--- Page excerpt ---

Thai kitchen abounds in traps! Sometimes red, sometimes green, the small peppers are hidden everywhere and appear in the most unexpected places, even penetrating the apparent sweetness of certain desserts.

« Vegetable-spices », these condiments are so perfectly integrated in several Asian kitchens that their South American origin comes as an amazement. The flow of exchanges fostered during the century of the famous explorers, some 500 years ago brought them to this continent.

Chillies have a near to neutral taste. The strong sensations linked to their consumption are produced by an intense signal on the pain sensors located in the mouth and throat, simulating for example the swallowing of a too hot coffee.

The culprit of this « apparent » burnings is the capsicum oil contained in the flesh and seeds of the peppers. Not very soluble in water it binds with the sensors and resist the washing with drinks usually available to consumers. The casein of a glass of milk or yoghurt would be a good detergent. Without this available, a piece of bread or a spoonful of rice is of some help.

--- Data for review ---

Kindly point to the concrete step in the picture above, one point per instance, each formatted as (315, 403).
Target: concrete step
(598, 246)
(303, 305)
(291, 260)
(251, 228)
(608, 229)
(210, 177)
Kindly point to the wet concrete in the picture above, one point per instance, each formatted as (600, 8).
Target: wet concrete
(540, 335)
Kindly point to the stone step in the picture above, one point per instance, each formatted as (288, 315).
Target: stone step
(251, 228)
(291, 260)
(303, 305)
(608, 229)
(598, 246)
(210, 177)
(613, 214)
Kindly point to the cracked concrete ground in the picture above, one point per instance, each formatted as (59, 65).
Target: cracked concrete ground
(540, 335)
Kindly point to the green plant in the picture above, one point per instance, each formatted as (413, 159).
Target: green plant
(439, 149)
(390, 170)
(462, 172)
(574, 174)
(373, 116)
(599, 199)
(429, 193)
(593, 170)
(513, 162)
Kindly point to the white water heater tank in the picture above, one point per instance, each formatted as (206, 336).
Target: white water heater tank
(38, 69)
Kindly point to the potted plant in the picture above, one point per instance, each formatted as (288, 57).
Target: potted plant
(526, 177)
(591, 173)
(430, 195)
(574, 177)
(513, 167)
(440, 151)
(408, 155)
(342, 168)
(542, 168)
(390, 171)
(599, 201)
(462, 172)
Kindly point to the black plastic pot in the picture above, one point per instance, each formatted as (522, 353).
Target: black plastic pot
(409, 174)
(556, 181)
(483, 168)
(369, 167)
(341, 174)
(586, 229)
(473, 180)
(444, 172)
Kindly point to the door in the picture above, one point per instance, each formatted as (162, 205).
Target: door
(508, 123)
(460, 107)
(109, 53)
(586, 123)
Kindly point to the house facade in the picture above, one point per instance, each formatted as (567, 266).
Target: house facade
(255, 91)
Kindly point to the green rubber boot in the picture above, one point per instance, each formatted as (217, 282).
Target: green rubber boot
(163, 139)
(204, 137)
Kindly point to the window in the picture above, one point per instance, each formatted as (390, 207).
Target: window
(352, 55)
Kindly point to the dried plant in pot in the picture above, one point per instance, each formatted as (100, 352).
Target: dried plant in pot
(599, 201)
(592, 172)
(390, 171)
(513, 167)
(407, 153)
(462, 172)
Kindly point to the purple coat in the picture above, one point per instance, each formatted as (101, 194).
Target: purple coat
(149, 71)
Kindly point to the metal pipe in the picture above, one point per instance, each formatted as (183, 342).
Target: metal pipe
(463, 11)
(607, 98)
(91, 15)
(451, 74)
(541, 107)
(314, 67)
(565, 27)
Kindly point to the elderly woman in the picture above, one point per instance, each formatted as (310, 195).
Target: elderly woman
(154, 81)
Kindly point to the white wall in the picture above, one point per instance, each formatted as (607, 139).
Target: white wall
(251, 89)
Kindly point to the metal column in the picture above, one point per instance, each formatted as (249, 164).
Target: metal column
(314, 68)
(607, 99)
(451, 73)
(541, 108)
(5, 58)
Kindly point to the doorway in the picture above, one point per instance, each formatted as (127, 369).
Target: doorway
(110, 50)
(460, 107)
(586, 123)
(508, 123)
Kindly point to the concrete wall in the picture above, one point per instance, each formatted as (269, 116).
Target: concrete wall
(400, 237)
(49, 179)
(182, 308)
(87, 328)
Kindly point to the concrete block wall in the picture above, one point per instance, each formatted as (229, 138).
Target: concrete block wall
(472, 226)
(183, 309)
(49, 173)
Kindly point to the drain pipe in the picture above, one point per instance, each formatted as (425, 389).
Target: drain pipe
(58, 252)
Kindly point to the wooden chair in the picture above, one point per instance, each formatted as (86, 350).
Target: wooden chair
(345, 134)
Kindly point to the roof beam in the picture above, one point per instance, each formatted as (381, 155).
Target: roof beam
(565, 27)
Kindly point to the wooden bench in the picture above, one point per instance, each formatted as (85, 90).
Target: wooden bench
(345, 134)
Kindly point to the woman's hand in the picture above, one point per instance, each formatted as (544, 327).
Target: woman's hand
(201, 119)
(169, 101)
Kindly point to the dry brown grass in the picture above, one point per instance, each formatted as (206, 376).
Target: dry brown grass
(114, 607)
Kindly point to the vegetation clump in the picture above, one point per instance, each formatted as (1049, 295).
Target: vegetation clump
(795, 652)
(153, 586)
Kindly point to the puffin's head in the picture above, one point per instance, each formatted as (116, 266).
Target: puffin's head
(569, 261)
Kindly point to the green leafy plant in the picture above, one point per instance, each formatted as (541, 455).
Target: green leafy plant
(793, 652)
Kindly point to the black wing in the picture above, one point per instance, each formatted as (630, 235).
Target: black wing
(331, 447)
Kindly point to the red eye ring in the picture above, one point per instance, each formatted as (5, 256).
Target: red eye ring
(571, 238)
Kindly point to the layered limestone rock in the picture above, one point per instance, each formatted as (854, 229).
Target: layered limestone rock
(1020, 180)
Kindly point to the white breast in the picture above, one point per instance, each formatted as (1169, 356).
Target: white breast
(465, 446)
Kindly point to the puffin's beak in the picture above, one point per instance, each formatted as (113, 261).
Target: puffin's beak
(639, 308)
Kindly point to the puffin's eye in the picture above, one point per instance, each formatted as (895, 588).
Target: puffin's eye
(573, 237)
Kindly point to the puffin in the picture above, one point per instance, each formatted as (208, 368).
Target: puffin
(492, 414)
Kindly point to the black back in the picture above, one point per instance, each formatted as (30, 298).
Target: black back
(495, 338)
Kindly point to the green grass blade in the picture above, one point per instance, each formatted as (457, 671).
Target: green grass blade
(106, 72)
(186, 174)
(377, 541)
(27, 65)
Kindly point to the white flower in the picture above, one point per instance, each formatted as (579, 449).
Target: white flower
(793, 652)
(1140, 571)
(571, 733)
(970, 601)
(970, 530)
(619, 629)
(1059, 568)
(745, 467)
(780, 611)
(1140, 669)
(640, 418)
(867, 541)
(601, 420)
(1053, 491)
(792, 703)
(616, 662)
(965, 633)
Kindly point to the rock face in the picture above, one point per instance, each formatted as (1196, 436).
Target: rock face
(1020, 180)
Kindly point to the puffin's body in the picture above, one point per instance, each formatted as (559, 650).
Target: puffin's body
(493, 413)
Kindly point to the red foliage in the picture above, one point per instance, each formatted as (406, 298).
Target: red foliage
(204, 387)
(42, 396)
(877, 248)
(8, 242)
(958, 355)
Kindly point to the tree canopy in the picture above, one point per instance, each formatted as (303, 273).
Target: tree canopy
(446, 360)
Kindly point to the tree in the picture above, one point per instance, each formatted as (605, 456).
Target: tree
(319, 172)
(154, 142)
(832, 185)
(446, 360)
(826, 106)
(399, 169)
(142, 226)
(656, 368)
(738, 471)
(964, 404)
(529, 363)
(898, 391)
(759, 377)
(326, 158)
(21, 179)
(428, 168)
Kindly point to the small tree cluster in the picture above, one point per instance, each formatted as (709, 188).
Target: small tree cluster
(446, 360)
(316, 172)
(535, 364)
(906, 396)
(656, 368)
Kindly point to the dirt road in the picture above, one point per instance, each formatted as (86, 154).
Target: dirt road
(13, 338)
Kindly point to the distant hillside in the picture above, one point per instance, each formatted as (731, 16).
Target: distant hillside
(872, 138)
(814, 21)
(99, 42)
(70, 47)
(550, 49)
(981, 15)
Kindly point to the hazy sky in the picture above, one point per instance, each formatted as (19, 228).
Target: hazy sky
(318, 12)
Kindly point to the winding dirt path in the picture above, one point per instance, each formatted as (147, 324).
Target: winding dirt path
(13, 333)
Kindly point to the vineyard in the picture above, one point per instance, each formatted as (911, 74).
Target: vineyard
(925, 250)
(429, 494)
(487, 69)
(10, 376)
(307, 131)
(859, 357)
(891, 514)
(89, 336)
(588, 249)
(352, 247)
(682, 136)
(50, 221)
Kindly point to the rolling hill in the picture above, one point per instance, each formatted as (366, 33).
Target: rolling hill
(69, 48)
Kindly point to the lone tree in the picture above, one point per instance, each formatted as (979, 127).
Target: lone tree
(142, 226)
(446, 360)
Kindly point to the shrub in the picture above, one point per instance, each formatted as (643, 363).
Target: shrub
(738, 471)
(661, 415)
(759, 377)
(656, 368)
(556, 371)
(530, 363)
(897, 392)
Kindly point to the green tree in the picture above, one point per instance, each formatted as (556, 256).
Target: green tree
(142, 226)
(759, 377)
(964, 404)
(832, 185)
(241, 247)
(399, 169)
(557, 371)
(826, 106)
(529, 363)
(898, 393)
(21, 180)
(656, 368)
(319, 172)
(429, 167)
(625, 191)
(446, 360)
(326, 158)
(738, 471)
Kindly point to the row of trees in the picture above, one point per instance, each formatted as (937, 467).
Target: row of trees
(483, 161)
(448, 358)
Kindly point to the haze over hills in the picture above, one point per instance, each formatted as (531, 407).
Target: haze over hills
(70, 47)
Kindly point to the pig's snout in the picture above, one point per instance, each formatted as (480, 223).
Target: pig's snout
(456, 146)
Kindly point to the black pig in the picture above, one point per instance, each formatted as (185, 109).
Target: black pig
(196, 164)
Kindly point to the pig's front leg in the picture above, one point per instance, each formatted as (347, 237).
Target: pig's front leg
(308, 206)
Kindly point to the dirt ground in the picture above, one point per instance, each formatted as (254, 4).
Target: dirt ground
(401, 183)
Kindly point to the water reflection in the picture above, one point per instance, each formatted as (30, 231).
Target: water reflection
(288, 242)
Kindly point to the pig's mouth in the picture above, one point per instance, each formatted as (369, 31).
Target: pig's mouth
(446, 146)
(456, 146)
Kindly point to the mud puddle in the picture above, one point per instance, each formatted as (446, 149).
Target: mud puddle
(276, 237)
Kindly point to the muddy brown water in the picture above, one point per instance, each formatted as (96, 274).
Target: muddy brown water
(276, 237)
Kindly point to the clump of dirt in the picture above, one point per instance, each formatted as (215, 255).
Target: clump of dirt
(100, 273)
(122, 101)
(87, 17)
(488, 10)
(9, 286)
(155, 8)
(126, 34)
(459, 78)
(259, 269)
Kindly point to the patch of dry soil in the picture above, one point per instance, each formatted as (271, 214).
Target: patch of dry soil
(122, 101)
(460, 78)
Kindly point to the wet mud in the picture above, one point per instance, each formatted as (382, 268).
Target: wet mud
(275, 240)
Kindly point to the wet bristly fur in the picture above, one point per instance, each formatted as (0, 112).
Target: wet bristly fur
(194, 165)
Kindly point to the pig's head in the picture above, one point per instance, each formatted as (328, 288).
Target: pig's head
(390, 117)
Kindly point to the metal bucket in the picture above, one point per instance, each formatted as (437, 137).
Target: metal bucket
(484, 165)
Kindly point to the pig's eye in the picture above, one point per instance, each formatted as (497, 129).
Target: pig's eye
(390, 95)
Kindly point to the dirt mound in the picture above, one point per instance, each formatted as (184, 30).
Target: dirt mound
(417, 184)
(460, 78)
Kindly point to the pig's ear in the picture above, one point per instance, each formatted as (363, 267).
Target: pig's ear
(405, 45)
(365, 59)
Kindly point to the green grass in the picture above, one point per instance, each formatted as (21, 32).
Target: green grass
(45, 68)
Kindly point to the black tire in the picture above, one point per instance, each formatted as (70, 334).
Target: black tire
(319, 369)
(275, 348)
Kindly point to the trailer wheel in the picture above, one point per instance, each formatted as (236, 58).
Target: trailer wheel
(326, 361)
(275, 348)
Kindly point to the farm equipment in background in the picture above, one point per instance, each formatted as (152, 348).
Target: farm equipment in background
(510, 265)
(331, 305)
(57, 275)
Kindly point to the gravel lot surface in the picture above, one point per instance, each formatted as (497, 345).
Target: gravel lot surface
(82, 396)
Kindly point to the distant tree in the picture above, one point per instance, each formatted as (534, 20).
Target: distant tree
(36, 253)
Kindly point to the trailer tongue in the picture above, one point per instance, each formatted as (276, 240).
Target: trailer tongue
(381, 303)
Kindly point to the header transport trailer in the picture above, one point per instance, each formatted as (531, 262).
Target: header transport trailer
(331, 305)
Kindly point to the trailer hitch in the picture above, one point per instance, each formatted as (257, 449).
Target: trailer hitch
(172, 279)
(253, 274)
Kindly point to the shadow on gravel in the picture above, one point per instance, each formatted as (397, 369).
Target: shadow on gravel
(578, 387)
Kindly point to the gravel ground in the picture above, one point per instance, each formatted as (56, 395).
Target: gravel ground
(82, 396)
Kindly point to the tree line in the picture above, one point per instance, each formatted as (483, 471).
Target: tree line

---

### Set of tasks
1. In the chillies text, echo the passage starting at "Chillies have a" and ending at "too hot coffee.".
2. According to the chillies text, what substance causes the burning feeling?
3. Say whether each statement agrees with the chillies text: (a) Chillies have a strong taste of their own. (b) Capsicum oil dissolves easily in water. (c) Bread or rice can help when no milk or yoghurt is at hand.
The entries can be ignored.

### Expected outputs
1.
Chillies have a near to neutral taste. The strong sensations linked to their consumption are produced by an intense signal on the pain sensors located in the mouth and throat, simulating for example the swallowing of a too hot coffee.

2. The capsicum oil contained in the flesh and seeds of the peppers.

3.
(a) No: "Chillies have a near to neutral taste."
(b) No: "Not very soluble in water"
(c) Yes: "Without this available, a piece of bread or a spoonful of rice is of some help."